▶
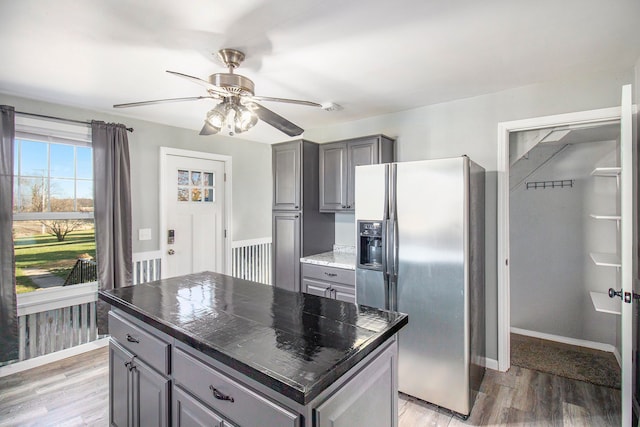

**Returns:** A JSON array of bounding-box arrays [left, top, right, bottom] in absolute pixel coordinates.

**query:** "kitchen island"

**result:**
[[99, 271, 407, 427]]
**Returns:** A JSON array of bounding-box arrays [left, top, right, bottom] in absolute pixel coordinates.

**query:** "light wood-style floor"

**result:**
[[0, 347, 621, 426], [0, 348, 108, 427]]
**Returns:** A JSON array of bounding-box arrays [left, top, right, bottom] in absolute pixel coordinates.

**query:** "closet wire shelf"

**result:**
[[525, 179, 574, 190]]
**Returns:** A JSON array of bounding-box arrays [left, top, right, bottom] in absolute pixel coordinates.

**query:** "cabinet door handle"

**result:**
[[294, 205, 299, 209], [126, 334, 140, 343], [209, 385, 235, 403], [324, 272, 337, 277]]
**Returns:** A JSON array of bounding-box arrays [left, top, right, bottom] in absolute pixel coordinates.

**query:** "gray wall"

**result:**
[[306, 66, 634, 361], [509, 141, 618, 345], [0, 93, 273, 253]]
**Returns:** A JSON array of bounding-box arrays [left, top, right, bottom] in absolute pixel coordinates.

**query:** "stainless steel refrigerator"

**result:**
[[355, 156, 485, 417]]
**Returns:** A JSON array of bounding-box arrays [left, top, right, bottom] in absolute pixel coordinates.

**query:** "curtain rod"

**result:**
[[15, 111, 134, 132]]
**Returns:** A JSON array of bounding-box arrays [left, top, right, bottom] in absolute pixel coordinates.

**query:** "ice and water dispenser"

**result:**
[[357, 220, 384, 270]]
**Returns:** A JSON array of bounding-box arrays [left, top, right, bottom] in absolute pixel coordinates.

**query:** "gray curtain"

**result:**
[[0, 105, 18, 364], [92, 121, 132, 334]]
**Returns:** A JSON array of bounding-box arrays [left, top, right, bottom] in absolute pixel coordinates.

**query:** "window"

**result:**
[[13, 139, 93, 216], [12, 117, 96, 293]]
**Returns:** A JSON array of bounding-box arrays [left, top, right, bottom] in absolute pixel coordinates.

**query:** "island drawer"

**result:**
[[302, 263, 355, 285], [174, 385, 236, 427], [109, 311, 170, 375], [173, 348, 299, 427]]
◀
> _Work order_: Copy out the whole listing word for word, except for any picture it includes.

> _Solution for this task_:
**Returns:** A JSON array of bounding-box arrays [left, top, right, bottom] in absolute pixel coordinates.

**query:** "kitchen island"

**result:**
[[99, 271, 407, 427]]
**Returns:** A JSON array of bounding-box arrays [left, top, right, bottom] in absolute pixel coordinates.

**query:** "light wood-style floor"

**result:**
[[0, 347, 621, 426], [0, 348, 108, 427]]
**Returns:** A JSON array of bounding-box arrays [left, top, right, bottom] in absolute pixel coordinates.

**query:** "closet wire shelf"

**result:**
[[525, 179, 574, 190]]
**Returns:** A JSON array of bounding-box arrays [left, top, right, bottom] in absolute pixel coordinates.

**query:** "cabinet door handle"

**result:**
[[294, 205, 299, 209], [126, 334, 140, 343], [209, 385, 235, 403], [324, 272, 337, 277]]
**Returns:** A JSON array of bounding-box arrays [left, top, right, bottom] in absolute pixel coordinates.

**query:** "gray wall"

**result:**
[[306, 66, 634, 361], [509, 141, 618, 345], [0, 93, 273, 253]]
**Returns:** A JSON array of bounding-box arrays [left, top, right, bottom] in absolute pixel coordinates.

**query:** "stainless steel refrigerator"

**result:**
[[355, 156, 485, 417]]
**Returns:** A JSON array of bounding-box arrays [left, top, right, bottom] in absolute pixel coordinates.

**query:** "curtain rod"

**result:**
[[15, 111, 134, 132]]
**Returns:** A JSON array of bounding-box arrays [left, top, right, bottom] in absolute pixel coordinates.

**query:** "ice and water dispenser"

**result:**
[[357, 220, 384, 270]]
**Returns:** A JSON array of bounding-box arrays [left, top, right, bottom] in absolute pixel coordinates.

**query:** "gray curtain"

**result:**
[[0, 105, 18, 364], [92, 121, 132, 334]]
**Returns:** A JSON array of bounding-box arrays [left, top, right, bottom] in absolute pixel coordinates.

**query:** "window"

**result:**
[[13, 139, 93, 216], [12, 117, 96, 293]]
**Returns:** A JSON array of bounding-box arrays [left, top, right, bottom] in absolute pixel coordinates.

**query:** "island drawer"

**result:**
[[302, 263, 355, 285], [174, 385, 236, 427], [109, 311, 170, 375], [173, 348, 299, 427]]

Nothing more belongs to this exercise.